## The task
You are asked to filter the data below and copy every line holding "tower".

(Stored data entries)
──────
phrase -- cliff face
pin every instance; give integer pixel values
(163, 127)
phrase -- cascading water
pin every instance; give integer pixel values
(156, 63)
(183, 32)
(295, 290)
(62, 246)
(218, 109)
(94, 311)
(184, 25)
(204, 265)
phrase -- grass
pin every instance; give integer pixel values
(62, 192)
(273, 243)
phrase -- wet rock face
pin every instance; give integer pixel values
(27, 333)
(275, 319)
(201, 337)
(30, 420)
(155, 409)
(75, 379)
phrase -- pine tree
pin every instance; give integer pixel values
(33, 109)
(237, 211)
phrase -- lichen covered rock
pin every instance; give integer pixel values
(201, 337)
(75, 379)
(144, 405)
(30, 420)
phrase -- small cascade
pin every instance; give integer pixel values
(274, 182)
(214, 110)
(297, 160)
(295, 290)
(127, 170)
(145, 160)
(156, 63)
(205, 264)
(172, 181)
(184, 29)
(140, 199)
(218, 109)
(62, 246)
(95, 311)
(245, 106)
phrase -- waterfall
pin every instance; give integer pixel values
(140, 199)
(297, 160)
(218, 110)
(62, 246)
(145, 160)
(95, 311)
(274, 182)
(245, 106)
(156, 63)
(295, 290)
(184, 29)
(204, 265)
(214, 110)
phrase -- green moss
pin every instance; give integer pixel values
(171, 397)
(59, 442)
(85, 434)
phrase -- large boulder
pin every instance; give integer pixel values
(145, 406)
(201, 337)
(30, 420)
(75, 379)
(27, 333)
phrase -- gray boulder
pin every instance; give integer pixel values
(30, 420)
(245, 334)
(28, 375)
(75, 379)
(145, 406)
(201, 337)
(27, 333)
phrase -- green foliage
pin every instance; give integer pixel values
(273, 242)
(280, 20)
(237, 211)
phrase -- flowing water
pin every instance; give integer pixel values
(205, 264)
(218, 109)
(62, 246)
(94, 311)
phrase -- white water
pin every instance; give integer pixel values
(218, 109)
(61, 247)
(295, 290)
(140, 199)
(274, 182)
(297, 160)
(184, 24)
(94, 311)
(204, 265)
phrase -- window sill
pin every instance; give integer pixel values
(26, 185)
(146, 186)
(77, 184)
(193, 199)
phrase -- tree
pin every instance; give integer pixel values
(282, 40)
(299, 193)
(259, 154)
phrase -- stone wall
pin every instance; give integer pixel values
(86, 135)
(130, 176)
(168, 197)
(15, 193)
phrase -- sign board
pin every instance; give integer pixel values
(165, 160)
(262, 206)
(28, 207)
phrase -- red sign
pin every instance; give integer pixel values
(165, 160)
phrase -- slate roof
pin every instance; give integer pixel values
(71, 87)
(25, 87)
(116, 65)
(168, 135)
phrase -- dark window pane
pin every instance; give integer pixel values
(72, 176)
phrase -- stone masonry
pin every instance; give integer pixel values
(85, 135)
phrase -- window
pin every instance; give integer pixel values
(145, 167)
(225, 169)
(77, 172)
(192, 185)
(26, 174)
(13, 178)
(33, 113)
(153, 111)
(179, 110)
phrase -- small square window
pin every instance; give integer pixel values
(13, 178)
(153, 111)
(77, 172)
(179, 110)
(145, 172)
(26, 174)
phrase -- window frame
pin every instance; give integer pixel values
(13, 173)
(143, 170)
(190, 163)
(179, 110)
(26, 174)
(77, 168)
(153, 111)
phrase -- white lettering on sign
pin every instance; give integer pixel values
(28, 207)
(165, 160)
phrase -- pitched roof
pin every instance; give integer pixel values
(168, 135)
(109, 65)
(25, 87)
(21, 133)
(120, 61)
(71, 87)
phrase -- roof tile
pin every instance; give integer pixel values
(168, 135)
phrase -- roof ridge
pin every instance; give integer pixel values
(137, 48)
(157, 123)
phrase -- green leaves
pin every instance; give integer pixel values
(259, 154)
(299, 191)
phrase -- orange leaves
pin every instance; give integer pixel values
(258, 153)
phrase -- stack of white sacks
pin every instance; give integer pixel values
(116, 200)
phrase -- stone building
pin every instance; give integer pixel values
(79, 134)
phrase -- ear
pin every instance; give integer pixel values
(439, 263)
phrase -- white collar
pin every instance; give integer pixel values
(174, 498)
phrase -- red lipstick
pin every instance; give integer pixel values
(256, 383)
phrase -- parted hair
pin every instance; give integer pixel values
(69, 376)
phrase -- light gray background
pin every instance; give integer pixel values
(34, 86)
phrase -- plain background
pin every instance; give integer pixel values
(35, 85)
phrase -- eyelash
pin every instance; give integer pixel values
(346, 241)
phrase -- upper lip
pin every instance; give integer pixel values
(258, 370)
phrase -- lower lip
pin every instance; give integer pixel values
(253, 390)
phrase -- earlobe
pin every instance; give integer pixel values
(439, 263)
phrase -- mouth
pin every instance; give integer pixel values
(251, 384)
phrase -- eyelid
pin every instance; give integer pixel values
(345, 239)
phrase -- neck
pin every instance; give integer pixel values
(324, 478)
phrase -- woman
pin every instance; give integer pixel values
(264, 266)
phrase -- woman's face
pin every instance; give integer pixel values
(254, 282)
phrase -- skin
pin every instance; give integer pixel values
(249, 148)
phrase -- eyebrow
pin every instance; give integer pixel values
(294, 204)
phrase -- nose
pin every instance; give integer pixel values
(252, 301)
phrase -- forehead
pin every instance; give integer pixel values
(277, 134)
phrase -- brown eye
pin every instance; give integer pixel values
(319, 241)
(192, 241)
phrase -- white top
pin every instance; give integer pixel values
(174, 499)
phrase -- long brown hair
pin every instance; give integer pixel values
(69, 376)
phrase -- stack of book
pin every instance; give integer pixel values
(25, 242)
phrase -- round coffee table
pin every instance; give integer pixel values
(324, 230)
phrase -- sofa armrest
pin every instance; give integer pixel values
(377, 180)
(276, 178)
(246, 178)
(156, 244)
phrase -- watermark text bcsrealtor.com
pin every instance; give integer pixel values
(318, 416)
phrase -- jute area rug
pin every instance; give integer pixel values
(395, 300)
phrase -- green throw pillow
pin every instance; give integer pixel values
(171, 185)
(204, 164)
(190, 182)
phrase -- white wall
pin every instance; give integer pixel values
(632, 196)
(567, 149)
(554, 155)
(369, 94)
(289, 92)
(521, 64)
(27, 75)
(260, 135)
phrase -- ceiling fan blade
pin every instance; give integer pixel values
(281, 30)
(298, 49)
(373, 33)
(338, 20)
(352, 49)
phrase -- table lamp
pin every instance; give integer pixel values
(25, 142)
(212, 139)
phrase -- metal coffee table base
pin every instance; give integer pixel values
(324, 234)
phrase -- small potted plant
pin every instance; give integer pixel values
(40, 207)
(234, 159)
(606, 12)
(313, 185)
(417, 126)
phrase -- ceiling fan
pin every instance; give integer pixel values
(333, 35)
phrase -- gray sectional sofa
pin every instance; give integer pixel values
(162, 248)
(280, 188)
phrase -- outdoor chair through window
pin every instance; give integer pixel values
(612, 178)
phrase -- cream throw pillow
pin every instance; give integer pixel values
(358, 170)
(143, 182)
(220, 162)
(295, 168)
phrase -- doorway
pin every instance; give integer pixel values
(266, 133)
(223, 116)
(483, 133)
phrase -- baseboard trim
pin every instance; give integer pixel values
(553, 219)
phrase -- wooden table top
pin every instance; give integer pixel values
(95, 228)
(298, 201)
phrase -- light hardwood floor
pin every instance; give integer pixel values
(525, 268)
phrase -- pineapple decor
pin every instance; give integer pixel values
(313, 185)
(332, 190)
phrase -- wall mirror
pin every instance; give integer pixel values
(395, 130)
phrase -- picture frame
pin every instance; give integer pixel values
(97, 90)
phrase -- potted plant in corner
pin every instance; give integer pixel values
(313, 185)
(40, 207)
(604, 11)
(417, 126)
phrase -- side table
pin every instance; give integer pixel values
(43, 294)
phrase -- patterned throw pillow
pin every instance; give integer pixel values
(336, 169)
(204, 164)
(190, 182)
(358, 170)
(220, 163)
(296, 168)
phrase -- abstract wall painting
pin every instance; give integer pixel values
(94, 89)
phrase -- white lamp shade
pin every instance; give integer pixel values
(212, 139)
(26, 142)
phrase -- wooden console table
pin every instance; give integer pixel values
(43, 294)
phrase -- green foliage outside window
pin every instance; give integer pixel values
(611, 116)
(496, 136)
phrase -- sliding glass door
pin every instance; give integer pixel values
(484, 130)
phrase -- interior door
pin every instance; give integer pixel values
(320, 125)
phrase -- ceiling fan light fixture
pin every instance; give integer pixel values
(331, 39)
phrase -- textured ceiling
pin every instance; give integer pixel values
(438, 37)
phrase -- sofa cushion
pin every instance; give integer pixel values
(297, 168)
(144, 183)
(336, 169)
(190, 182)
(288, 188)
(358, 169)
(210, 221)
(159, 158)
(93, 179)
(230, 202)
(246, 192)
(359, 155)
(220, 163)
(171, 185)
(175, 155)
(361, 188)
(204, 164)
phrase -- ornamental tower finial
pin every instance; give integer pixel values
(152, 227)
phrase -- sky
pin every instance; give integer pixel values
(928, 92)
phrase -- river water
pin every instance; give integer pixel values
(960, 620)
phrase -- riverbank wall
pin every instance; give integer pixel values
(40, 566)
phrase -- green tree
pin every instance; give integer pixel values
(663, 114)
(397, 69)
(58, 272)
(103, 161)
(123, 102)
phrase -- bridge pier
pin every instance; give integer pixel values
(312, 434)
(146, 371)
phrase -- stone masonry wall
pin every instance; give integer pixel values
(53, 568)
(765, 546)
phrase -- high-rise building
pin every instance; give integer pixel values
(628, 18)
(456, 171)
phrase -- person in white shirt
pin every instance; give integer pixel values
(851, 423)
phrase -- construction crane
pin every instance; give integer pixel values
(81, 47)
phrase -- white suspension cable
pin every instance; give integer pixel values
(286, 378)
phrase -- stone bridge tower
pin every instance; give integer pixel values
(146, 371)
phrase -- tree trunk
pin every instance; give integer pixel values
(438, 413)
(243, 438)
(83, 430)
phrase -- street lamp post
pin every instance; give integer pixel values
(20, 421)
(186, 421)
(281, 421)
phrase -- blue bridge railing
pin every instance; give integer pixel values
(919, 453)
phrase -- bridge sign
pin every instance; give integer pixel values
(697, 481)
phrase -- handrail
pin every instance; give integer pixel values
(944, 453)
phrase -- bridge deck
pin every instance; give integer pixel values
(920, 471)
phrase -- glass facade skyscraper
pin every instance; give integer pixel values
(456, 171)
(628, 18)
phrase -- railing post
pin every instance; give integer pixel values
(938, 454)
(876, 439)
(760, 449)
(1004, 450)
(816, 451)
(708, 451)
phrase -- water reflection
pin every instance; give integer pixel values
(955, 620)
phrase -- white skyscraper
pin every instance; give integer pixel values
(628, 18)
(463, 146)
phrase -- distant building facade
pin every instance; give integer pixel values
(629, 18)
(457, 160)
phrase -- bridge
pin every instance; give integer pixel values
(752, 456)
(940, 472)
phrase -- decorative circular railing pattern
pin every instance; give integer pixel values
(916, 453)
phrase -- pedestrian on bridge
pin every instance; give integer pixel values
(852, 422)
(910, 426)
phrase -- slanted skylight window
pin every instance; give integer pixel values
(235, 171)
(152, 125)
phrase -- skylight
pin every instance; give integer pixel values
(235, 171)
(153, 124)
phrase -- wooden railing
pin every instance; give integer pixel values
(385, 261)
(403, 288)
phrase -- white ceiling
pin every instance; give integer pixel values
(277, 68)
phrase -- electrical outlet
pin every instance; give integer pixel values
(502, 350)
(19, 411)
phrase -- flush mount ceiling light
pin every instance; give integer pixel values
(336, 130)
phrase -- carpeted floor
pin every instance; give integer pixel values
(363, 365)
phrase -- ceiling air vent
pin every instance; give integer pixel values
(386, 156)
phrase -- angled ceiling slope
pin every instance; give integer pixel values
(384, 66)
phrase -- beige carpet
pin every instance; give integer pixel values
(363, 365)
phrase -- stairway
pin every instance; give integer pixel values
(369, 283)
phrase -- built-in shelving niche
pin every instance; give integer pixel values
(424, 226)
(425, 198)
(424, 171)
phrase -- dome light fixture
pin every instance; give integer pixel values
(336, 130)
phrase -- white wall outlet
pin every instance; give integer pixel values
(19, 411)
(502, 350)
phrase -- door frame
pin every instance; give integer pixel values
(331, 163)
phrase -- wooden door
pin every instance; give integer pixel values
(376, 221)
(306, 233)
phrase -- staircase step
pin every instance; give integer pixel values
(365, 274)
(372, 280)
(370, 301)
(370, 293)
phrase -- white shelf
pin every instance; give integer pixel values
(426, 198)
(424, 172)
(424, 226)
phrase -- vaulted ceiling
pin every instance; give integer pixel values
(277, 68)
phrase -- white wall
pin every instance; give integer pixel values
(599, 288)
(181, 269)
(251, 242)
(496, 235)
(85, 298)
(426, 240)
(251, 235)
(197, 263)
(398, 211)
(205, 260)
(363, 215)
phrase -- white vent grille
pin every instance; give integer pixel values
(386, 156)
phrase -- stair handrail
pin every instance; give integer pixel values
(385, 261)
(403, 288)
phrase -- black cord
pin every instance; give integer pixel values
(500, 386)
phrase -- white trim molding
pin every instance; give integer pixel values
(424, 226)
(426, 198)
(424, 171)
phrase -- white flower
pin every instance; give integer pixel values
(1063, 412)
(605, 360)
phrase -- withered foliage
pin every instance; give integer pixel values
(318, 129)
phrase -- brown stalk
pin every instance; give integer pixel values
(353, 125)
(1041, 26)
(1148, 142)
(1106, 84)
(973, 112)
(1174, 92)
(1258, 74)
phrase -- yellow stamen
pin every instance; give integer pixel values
──────
## Exercise result
phrase -- ornamental tower finial
phrase -- stone bridge tower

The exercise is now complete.